• EXERCISES TO COMPLETE
a) Render the sentence "And that difference can be important." from the investor sentiment post into Spanish.
b) In the investor sentiment post, what share of respondents were bullish in the 1/22/25 survey?
c) Extend the investor sentiment post past its final sentence.

• SUPPLIED TEXT
AAII Sentiment Survey, 1/22/25

BULLISH became the top sentiment (43.4%, above average) & neutral became the bottom sentiment (27.1%, below average); bearish became the middle sentiment (29.4%, below average); Bull-Bear Spread was +14.0% (reversal; above average). Investor concerns: Budget, debt, inflation, the Fed, dollar, geopolitical, Russia-Ukraine (152+ weeks), Israel-Hamas (67+ weeks; cease fire). For the Survey week (Th-Wed), stocks up (rally resumed), bonds up, oil down, gold up, dollar down. NYSE %Above 50-dMA 50.24% (positive, barely). FOMC 1/29/25 #AAII #Sentiment #Markets
https://ybbpersonalfinance.proboards.com/post/1854/thread

Comments

  • Honestly I was expecting a more cautionary mood.
  • beebee
    edited January 24
    I came across this "sentiment" indicator (1/23/25) with respect to NYSE A-D Line showing signs of YTD divergence.

    image

    From the link:
    The reason why analysts pay so much attention to breadth indicators like the A-D Line is that most times they will do whatever prices do, but sometimes they give a different answer. And that difference can be important. Big-cap price indices like the SP500 are dominated by a handful of large issues, where as the A-D Line is more egalitarian. Every issue gets an equal vote.

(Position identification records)
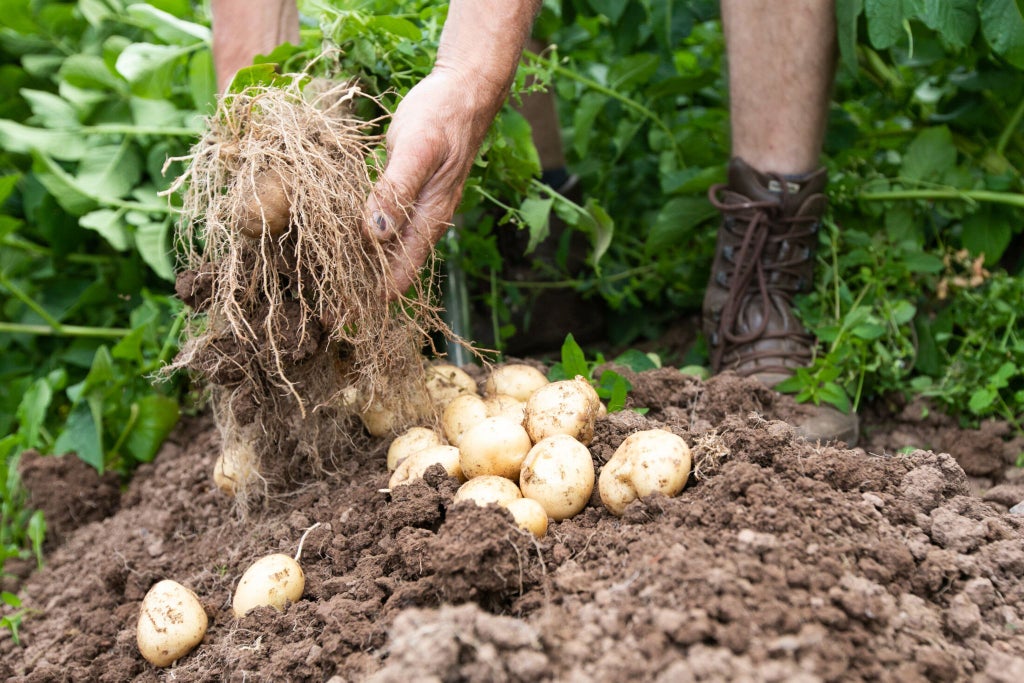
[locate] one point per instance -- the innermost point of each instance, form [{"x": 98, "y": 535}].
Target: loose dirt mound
[{"x": 784, "y": 562}]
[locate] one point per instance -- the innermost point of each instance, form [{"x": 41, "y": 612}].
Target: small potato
[
  {"x": 516, "y": 380},
  {"x": 410, "y": 441},
  {"x": 171, "y": 623},
  {"x": 496, "y": 445},
  {"x": 462, "y": 413},
  {"x": 272, "y": 581},
  {"x": 378, "y": 420},
  {"x": 235, "y": 468},
  {"x": 445, "y": 381},
  {"x": 413, "y": 467},
  {"x": 486, "y": 489},
  {"x": 653, "y": 460},
  {"x": 528, "y": 514},
  {"x": 504, "y": 406},
  {"x": 269, "y": 208},
  {"x": 558, "y": 473},
  {"x": 566, "y": 407}
]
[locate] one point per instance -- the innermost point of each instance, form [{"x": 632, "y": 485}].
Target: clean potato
[
  {"x": 235, "y": 467},
  {"x": 272, "y": 581},
  {"x": 653, "y": 460},
  {"x": 462, "y": 413},
  {"x": 516, "y": 380},
  {"x": 496, "y": 445},
  {"x": 558, "y": 473},
  {"x": 410, "y": 441},
  {"x": 445, "y": 381},
  {"x": 566, "y": 407},
  {"x": 171, "y": 623},
  {"x": 417, "y": 464},
  {"x": 528, "y": 514},
  {"x": 504, "y": 406},
  {"x": 486, "y": 489}
]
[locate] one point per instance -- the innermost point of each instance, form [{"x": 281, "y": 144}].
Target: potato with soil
[
  {"x": 445, "y": 381},
  {"x": 272, "y": 581},
  {"x": 496, "y": 445},
  {"x": 412, "y": 440},
  {"x": 516, "y": 380},
  {"x": 462, "y": 413},
  {"x": 566, "y": 407},
  {"x": 171, "y": 623},
  {"x": 416, "y": 465},
  {"x": 486, "y": 489},
  {"x": 558, "y": 473},
  {"x": 529, "y": 515},
  {"x": 649, "y": 461}
]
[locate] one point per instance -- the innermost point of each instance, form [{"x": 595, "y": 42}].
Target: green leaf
[
  {"x": 536, "y": 213},
  {"x": 156, "y": 418},
  {"x": 81, "y": 435},
  {"x": 167, "y": 27},
  {"x": 1003, "y": 26},
  {"x": 583, "y": 122},
  {"x": 62, "y": 144},
  {"x": 930, "y": 155},
  {"x": 110, "y": 224},
  {"x": 885, "y": 23},
  {"x": 50, "y": 111},
  {"x": 152, "y": 240},
  {"x": 981, "y": 399},
  {"x": 602, "y": 228},
  {"x": 676, "y": 221},
  {"x": 903, "y": 311},
  {"x": 110, "y": 171},
  {"x": 89, "y": 72},
  {"x": 150, "y": 69},
  {"x": 573, "y": 360},
  {"x": 635, "y": 70},
  {"x": 396, "y": 26},
  {"x": 847, "y": 12},
  {"x": 32, "y": 412},
  {"x": 954, "y": 20},
  {"x": 203, "y": 81},
  {"x": 61, "y": 186},
  {"x": 989, "y": 232}
]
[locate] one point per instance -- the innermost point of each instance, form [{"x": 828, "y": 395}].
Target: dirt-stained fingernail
[{"x": 380, "y": 222}]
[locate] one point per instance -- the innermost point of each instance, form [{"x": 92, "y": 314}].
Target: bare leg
[
  {"x": 781, "y": 58},
  {"x": 243, "y": 29}
]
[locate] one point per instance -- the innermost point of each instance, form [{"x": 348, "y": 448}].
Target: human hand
[{"x": 431, "y": 144}]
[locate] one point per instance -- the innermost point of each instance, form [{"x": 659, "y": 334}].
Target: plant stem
[
  {"x": 1008, "y": 132},
  {"x": 970, "y": 196},
  {"x": 64, "y": 331},
  {"x": 30, "y": 302},
  {"x": 608, "y": 92}
]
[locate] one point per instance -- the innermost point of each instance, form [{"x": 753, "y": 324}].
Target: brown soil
[{"x": 784, "y": 561}]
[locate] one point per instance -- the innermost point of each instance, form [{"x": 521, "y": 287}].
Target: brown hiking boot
[{"x": 764, "y": 257}]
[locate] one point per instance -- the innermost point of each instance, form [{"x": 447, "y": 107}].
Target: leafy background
[{"x": 919, "y": 288}]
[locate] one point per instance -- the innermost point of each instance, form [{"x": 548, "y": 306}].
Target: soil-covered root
[{"x": 288, "y": 293}]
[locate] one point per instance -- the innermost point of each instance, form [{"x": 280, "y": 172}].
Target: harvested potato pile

• TASK-BY-TASK OUTPUTS
a) Y esa diferencia puede ser importante.

b) 43.4%

c)
    When liquidity starts to become a problem, it tends to affect the smaller and weaker issues first, before eventually coming around to bite the rest of the market. So watching to see what all of the issues are doing as opposed to the currently fashionable large stocks can tell us about the health of the liquidity stream. That is why the NYSE's A-D Line is one of my favorite indicators, to get that message about liquidity.
    The author continues, this signal doesn't work well with the NADAQ A-D Line:
    I recommend that people do not follow the Nasdaq's A-D Line, because it has an inherent negative bias. It has never once made a new all-time high, and tends to drift lower because of the easier listing standards on the Nasdaq. If a company is going to IPO then go broke, it is more likely to do that on the Nasdaq, and it will contribute to the Declines column every day it goes down from its IPO price to zero. This makes the Nasdaq's A-D Line unreliable as an indicator, and it is currently close to making a new all-time low. It does that a lot.

    But the NYSE's A-D Line has worked well for decades, and it still appears to be working well. Right now, it is giving us a bearish warning message. The market is not necessarily obligated to comply with that message, and the bearish message could go away if breadth numbers suddenly start coming in stronger. But for now it is a big warning of trouble.